What you are asked to do: The answer must repeat every record exactly, with all pictures omitted.

Point-per-instance localization data
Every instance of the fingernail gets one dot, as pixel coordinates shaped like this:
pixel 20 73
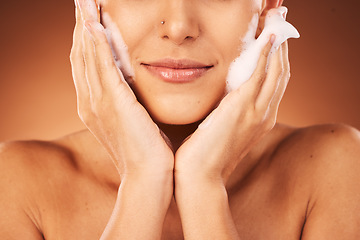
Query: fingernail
pixel 92 26
pixel 272 39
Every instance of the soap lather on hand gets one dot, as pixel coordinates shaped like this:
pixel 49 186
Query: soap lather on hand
pixel 243 67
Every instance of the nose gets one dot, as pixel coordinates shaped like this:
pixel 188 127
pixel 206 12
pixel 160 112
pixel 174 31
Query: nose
pixel 178 22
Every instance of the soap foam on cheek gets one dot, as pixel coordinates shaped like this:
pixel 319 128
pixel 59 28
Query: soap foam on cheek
pixel 118 47
pixel 244 66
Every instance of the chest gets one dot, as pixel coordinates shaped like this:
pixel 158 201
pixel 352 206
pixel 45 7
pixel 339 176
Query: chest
pixel 263 209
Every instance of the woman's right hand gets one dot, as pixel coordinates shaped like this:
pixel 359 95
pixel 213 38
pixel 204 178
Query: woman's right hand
pixel 107 105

Answer:
Every instance of the fingernail gets one dot, as pixel coordinates shaped like this:
pixel 20 73
Query: fingernail
pixel 92 26
pixel 272 39
Every instance of the soap lather on hand gets one dot, as pixel coordinates shaped like this:
pixel 49 186
Query: soap lather on hand
pixel 243 67
Every instance of the nose gets one dot, as pixel coordinates shaped like this:
pixel 188 127
pixel 206 12
pixel 160 112
pixel 174 31
Query: nose
pixel 178 22
Every instance of the soap foam on cheek gets one dot, as pixel coordinates shaped like this:
pixel 319 128
pixel 59 28
Query: soap foam on cheek
pixel 118 47
pixel 244 66
Every instance of the chest gets one dot, as pixel coordinates shaped like this:
pixel 158 201
pixel 352 206
pixel 45 7
pixel 339 176
Query: chest
pixel 263 209
Every instance of the woman's right hand gets one dot, as pixel coordinates shaped like this:
pixel 359 95
pixel 213 38
pixel 204 178
Query: woman's right hand
pixel 107 105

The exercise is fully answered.